_Required task_
Reproduce every line of the following material word for word, changing nothing.

[Entries for pointing and labeling]
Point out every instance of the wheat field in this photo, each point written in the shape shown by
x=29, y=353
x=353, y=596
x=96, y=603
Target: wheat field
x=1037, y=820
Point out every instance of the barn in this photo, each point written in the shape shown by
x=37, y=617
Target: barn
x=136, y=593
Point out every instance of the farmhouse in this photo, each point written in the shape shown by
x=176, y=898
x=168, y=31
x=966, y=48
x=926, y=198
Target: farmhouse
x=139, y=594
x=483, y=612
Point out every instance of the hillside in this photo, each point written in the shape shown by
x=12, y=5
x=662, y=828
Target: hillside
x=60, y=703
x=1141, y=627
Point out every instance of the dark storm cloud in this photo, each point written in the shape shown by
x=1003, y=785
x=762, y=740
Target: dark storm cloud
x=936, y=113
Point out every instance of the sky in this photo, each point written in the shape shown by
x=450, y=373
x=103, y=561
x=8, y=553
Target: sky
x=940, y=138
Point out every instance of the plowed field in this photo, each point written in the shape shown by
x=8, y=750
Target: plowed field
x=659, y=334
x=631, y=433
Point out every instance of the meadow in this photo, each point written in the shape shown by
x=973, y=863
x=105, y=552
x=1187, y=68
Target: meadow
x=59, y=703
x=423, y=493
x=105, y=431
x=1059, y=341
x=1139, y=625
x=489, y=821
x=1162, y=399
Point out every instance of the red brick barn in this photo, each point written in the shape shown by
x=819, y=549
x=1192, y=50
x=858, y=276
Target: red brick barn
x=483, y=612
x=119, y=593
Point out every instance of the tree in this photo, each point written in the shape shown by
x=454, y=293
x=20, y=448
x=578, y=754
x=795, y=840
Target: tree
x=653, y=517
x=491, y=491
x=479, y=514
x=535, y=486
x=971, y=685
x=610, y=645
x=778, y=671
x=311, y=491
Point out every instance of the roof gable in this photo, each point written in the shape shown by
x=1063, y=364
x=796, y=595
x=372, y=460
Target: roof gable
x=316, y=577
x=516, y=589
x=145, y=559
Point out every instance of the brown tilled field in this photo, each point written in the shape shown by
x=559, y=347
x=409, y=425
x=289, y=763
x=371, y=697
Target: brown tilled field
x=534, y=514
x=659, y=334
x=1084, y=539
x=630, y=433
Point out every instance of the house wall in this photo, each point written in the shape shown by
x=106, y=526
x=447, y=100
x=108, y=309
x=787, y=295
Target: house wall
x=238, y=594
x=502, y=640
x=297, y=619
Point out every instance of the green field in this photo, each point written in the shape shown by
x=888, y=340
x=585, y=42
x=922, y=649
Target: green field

_Solution to the exercise_
Point out every instance of the wheat field in this photo, each point written in the shape shown by
x=29, y=353
x=353, y=596
x=96, y=603
Target: wheat field
x=1037, y=820
Point out every instance of the barn in this photo, each point written in the shape shown by
x=37, y=617
Target: barn
x=136, y=593
Point out every instance of the farmhouse in this photo, each point written in the shape shown by
x=176, y=898
x=168, y=31
x=966, y=48
x=926, y=198
Target: farmhouse
x=139, y=594
x=483, y=612
Point out every instance of the hillside in this photo, each point written in the shape shown by
x=12, y=5
x=662, y=828
Target: hillside
x=60, y=703
x=1141, y=627
Point out every instance of the dark storm cloud in this photo, each point written in the shape shown by
x=1003, y=785
x=762, y=740
Target: dark storm cloud
x=936, y=113
Point out every instance of the sky in this photo, each point written in the shape shown by
x=450, y=373
x=103, y=561
x=8, y=553
Target: sky
x=940, y=138
Point out every instance of the plowed field in this photo, each point written in the shape shown by
x=8, y=750
Target: plowed field
x=659, y=334
x=631, y=433
Point out every instance of the meadow in this photo, each point written in the shape shown by
x=973, y=863
x=105, y=552
x=1187, y=68
Target: meadow
x=59, y=703
x=423, y=493
x=105, y=431
x=1059, y=341
x=1139, y=625
x=489, y=821
x=1162, y=399
Point out every instance of the red brick barn in this photo, each point written in the shape shown by
x=819, y=549
x=1192, y=50
x=858, y=276
Target: red brick barn
x=483, y=612
x=119, y=593
Point out every instance of the tree in this photo, each point written in the shape shown by
x=454, y=293
x=20, y=448
x=578, y=754
x=795, y=840
Target: tree
x=653, y=517
x=491, y=491
x=479, y=514
x=535, y=486
x=971, y=685
x=610, y=645
x=778, y=671
x=311, y=491
Point out every instance of the roof gable in this photo, each point written in the shape shown by
x=1063, y=364
x=796, y=595
x=372, y=460
Target: roof gable
x=316, y=577
x=516, y=589
x=145, y=559
Point out every instance of the brown tilled field in this photo, each point written in the shape shown by
x=559, y=347
x=409, y=425
x=289, y=763
x=371, y=697
Target: brown tilled field
x=534, y=514
x=659, y=334
x=1084, y=539
x=630, y=433
Point out every instance of the house wall in this photo, each point written in the shape shown by
x=106, y=526
x=447, y=100
x=108, y=309
x=787, y=295
Target: house wall
x=238, y=594
x=502, y=640
x=297, y=619
Point out every instance of the green field in this photo, each point written in the shape shown by
x=888, y=340
x=585, y=42
x=922, y=649
Target: green field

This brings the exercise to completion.